_Поставленные задачи_
- 1) Воспроизведите из отрывка о мимесисе фрагмент от слов «Языки эти трудно» до слов «мужа самой философии.» включительно.
- 2) Выпишите из отрывка о мимесисе все слова, перед которыми стоит «слишком».
───── Выбранный отрывок
Языки эти трудно различить, они почти не говорят по очереди, напротив, они друг друга перебивают, злятся, чуть ли не бесятся, во всяком случае стараются друг друга перекричать, создавая особый мощный гул этой книги, можно было бы сказать ее пафос или, во всяком случае, ее настрой, тональность, по которой безошибочно угадывается слово философа, не мальчика, но вечного мужа самой философии.
Если сказать, что речь идет о языке философии и языке литературы, это будет слишком просто, слишком очевидно и слишком поверхностно; речь идет, как мне представляется, о более глубокой стихии, которая лишь частично схватывается институциональными или жанровыми различиями между литературой и философией,  при том что последние, по словам М. Хайдеггера, «стоят на противоположных вершинах, но говорят одно и то же»[12, с.154 ]. Нет, дело идет, не о литературе и философии, не о языке философии и языке литературы, но об одном общем для этих творческих практик механизме, который, собственно и исследует В.А. Подорога предлагая назвать его «мимесисом». Строго говоря, этот механизм характерен не только для литературы и философии; это гораздо более универсальная категория творческого представления или предъявления реальности, точнее, двух видов реальности, один из которых формируется внутри человеческого бытия, тогда как другой находится тем или иным образом вне человека. В этом отношении дело идет о мимесисе как основном приеме представления соотношения между двумя видами реальности – внутренней, человеческой, психической или ментальной, и внешней, нечеловеческой, каковая может принимать различные формы, в зависимости от точки зрения и технического инструментария вовне смотрящего. Такова исходная концепция В.А. Подороги, которую он и предполагает утвердить в своих картезианских размышлениях о русской литературе.
──────────
───── Предоставленные данные
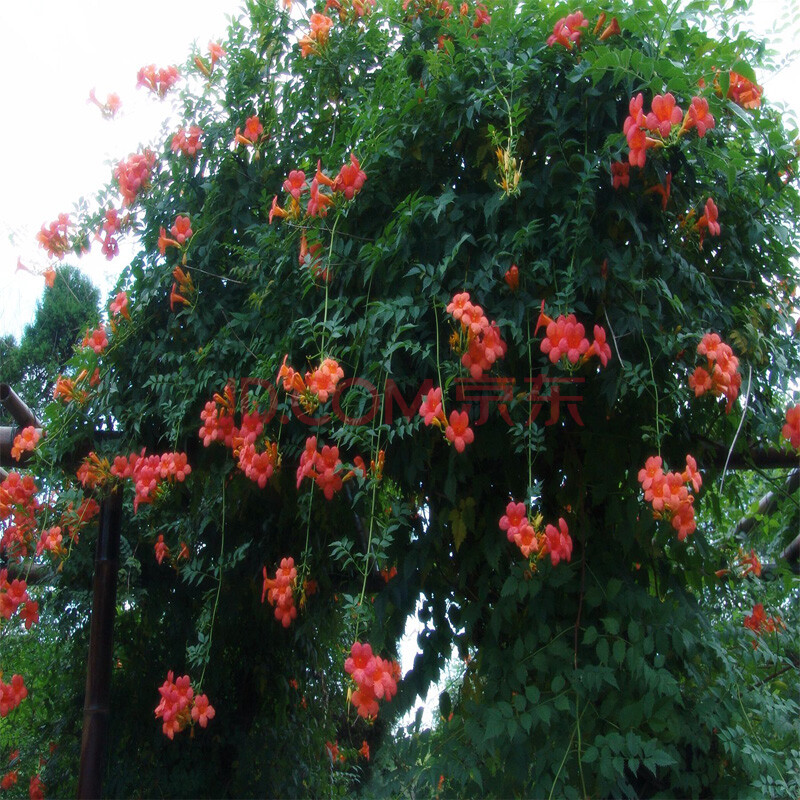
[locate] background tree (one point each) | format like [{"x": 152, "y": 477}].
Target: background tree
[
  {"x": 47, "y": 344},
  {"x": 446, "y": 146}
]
──────────
───── Предоставленные данные
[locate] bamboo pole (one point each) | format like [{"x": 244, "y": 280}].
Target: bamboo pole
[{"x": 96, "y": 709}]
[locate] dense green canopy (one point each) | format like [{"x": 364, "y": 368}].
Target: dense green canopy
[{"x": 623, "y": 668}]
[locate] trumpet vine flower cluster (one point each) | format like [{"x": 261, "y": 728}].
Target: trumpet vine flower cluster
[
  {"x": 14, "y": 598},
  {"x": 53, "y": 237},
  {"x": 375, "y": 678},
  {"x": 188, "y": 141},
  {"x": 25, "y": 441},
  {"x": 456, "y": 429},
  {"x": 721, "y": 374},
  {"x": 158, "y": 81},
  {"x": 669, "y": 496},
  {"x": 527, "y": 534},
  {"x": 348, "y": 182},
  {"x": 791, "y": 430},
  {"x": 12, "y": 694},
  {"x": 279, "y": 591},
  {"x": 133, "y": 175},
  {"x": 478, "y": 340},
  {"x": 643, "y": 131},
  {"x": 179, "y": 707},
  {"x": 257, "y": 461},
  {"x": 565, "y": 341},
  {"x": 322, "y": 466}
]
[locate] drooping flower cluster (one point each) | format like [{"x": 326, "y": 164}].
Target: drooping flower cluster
──────────
───── Предоставленные данные
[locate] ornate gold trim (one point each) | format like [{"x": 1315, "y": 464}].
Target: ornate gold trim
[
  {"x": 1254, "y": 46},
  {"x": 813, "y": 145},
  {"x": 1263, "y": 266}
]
──────────
_Ответы по задачам_
- 1)
Языки эти трудно различить, они почти не говорят по очереди, напротив, они друг друга перебивают, злятся, чуть ли не бесятся, во всяком случае стараются друг друга перекричать, создавая особый мощный гул этой книги, можно было бы сказать ее пафос или, во всяком случае, ее настрой, тональность, по которой безошибочно угадывается слово философа, не мальчика, но вечного мужа самой философии.

- 2) просто, очевидно, поверхностно